#### 引用文
上の章は、空中に浮いている物体の話だけど、 土木で対象とする一般的な構造物は、地面や崖(壁)とくっついている。 構造物を地面や壁とくっつけて固定することを「支持する」というけど、 支持するために構造物と地面や壁をくっつけている装置を 支承ししょう という。 支承を構造力学でモデル化する場合には、構造物と地面(や壁)と支点と 呼ばれる1つの点で つなげて支持していると考える。 支点にどのような力(反力)が生じるかによって、 支承にはいくつかの種類がある。 反力については、下で改めて解説するが、 ここでは、 支点が構造物から受けた力の反作用力と考えておいてほしい。

固定支承

梁などが(剛体とみなせるほどに)堅い壁に埋め込んであるのを モデル化したのは固定支承 ./png/kotei.png である(梁の場合には固定端とか埋め込み端とも呼ばれる)。 固定支承には、鉛直方向反力、水平方向反力、モーメント反力が生じる。 ./png/koteih.png 鉛直方向反力は(土木構造物では上向き反力を生じるのが一般的なので) 上向き正で与えられるのが普通である。 水平方向反力は、右方向(梁の軸に沿って取った座標方向)を正とする場合と 梁の軸力の引張または圧縮に対応させて正負を決める場合とがあるだろう。 このテキストでは梁の水平方向反力が生じる問題はそれほど多くは扱わないが、 出てきたときに反力の正の向きを定義することにする。 モーメント反力の向きは、梁の下側が引張になる向きを正にするのが 一般的であろう。すると、両端固定の梁の場合、左端のモーメント反力は 右回りで、右端のモーメント反力は左回りということになるが、 この辺の話は内力の向きのところで改めて詳述する。

#### 課題文 1
入力データの行のうち、「Note to the class: mark the round」を含む行から入力データの最後の行までを、空行を除いて番号付きの一覧として書き出せ。

#### 入力データ
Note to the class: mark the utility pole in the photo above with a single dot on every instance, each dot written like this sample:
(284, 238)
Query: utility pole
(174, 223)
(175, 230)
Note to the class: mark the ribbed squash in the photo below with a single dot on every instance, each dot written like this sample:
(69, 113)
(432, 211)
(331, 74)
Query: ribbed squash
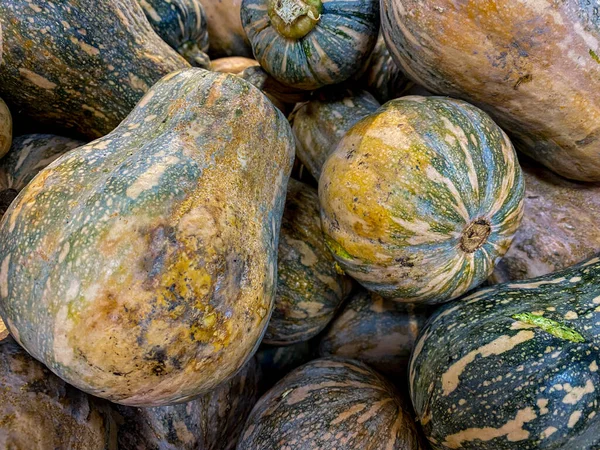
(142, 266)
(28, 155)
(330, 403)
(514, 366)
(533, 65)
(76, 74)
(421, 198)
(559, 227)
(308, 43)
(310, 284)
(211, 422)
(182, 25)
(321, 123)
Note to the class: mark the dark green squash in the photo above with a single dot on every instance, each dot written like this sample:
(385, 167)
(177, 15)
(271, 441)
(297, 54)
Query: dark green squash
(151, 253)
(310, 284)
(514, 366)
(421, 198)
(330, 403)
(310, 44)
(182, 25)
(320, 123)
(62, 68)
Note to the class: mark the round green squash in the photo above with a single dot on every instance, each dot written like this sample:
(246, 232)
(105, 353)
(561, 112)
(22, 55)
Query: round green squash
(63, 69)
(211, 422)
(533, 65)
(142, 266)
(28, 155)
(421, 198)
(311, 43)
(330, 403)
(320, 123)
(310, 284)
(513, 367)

#### 課題文 2
引用文のうち「梁などが(剛体とみなせるほどに)」で始まる段落を、主な事実を残して箇条書きにまとめよ。

#### 解答 1
1. Note to the class: mark the round green squash in the photo above with a single dot on every instance, each dot written like this sample:
2. (246, 232)
3. (105, 353)
4. (561, 112)
5. (22, 55)
6. Query: round green squash
7. (63, 69)
8. (211, 422)
9. (533, 65)
10. (142, 266)
11. (28, 155)
12. (421, 198)
13. (311, 43)
14. (330, 403)
15. (320, 123)
16. (310, 284)
17. (513, 367)

#### 解答 2
- 堅い壁に埋め込まれた梁などをモデル化したものが固定支承であり、梁の場合は固定端や埋め込み端とも呼ばれる。
- 固定支承には、鉛直方向反力、水平方向反力、モーメント反力が生じる。
- 鉛直方向反力は、上向きを正とするのが普通である。
- 水平方向反力は、右方向(梁の軸に沿った座標方向)を正とする場合と、軸力の引張・圧縮に対応させて正負を決める場合がある。このテキストでは、出てきたときに正の向きを定義する。
- モーメント反力は、梁の下側が引張になる向きを正とするのが一般的である。両端固定の梁では、左端が右回り、右端が左回りとなる。